* GOAL OF THE EXERCISE
Without the pictures, set down every line of the data exactly.
━━━ DATASET EXCERPTS
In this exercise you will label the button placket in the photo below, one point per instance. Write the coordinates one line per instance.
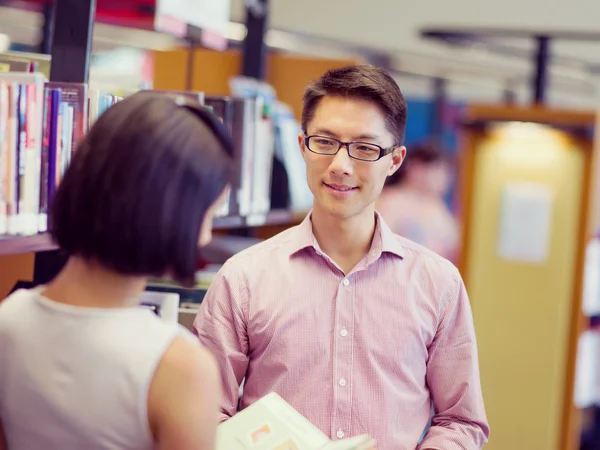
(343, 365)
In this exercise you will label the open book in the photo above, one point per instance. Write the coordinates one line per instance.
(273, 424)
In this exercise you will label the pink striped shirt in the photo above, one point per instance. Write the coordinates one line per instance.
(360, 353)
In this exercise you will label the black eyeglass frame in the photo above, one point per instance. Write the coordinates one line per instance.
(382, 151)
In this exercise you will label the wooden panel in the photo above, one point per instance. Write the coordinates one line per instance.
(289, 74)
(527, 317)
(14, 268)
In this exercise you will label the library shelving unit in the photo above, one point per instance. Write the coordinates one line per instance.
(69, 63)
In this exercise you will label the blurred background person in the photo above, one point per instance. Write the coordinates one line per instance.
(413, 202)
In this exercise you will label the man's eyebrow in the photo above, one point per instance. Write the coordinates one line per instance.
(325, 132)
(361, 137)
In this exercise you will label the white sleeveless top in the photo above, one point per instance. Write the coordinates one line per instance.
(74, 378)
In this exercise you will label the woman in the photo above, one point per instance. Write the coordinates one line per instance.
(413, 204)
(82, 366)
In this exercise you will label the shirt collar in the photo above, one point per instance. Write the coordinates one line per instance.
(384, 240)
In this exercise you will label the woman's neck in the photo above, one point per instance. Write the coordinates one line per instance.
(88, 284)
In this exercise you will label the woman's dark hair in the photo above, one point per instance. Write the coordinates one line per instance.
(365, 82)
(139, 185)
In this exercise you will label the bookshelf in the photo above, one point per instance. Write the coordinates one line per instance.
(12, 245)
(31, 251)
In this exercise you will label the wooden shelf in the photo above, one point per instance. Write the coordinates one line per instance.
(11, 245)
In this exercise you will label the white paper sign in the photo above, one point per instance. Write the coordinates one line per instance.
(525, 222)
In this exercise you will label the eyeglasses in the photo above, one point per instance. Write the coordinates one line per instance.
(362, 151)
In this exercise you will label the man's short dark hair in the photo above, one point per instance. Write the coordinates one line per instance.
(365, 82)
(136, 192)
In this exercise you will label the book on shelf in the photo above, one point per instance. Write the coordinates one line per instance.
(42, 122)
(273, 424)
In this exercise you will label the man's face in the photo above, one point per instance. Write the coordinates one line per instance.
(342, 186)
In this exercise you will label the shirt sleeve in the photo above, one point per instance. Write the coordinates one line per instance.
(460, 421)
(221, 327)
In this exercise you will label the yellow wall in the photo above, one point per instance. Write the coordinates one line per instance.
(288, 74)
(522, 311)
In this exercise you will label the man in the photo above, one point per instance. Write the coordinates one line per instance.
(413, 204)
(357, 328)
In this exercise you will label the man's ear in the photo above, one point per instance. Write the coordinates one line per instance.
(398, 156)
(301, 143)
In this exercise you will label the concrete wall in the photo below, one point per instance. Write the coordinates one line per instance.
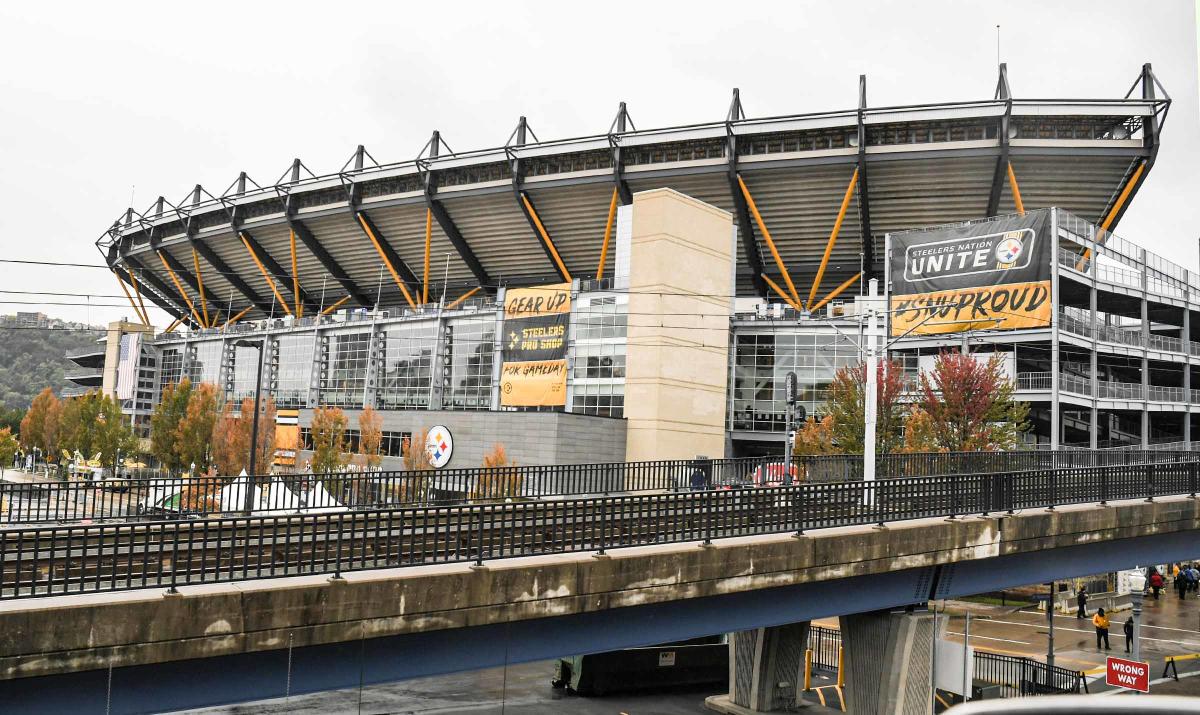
━━━━━━
* SOLUTION TO THE PROBLEM
In this exercise you will label the button placket in the photo below, one point per instance. Write the coordinates one line per instance.
(343, 365)
In this exercise you will label the open book in the photo above, one point per instance. Write the coordinates one line per instance.
(273, 424)
In this exercise you will label the pink striped shirt in the photo above, one point per instance. Write the coordinates one line per instance.
(360, 353)
In this exercise you will label the black eyeglass frame in the photo above, one point per instance. Write the coordinates one line per instance.
(382, 151)
In this exercise you will label the wooden panel in the photo above, one point per instance. Write the coordinates one line per instance.
(289, 74)
(527, 317)
(14, 268)
In this exercise you will label the library shelving unit in the photo above, one point per instance. Write the coordinates one line per instance.
(69, 63)
In this exercise you will label the blurred background person in the photo above, one point per instance. Write the coordinates one line per instance.
(413, 202)
In this exercise you will label the man's eyebrow in the photo above, one point per instance. Write the coordinates one line per instance.
(325, 132)
(361, 137)
In this exercise you will label the white sleeveless top in the photo above, one point per instance. Write the coordinates one line per instance.
(74, 378)
In this exercise you will label the woman in the photo above, one point per instance. Write the coordinates one line per instance.
(413, 204)
(82, 366)
In this exercise you will label the shirt collar in the photo above, one point per instance. Write the coordinates one line per instance.
(384, 240)
In this exercise you will label the woman's neck in the photo above, one point per instance. Write the coordinates one line per instance.
(88, 284)
In this exercise you will label the woman's dark hair in the photo above, one point per instance. Write the coordinates one line per instance.
(365, 82)
(139, 185)
In this exercise you will label the bookshelf in the photo above, one point per instance. Write the coordinates one line per instance.
(12, 245)
(31, 251)
In this exercise you will label the wooden shelf in the photo above, one point per instance. Write the coordinates one line per instance.
(11, 245)
In this exercise you will label the white paper sign in the photo above, one point per instance. Write the coordinates one line per instance.
(525, 222)
In this exercise you will label the eyeglasses in the photo above, one point per instance. Write the coordinates one line per instance.
(362, 151)
In this exercise you will label the man's short dark hair in the photo above, one point per instance. Write the coordinates one line per instance.
(365, 82)
(136, 192)
In this exercise you will label the book on shelf in the photo above, one point per instance. Write the coordinates one line per instance.
(42, 122)
(273, 424)
In this exercise you will label the man's face in the photo above, one point per instance. Write the coordinates one line per instance.
(342, 186)
In this exercise you will label the shirt sleeve in the photo above, one point per instance. Write the coordinates one line per instance.
(460, 421)
(221, 327)
In this exercise you will label the yellow wall in the photo above, one point per instance. Write the coordinates one line per instance.
(288, 74)
(522, 311)
In this exercise you will label the man in the photo above, one point per instance. Write the coordinates one line per instance.
(413, 204)
(357, 328)
In this exercise you will label the man's ear in the photo above, one point per instance. Write the coordinates one line per instance.
(398, 156)
(301, 143)
In this exercise you will label the concrete wall in the photo below, one point per instance. Write the coordinates one line per instance.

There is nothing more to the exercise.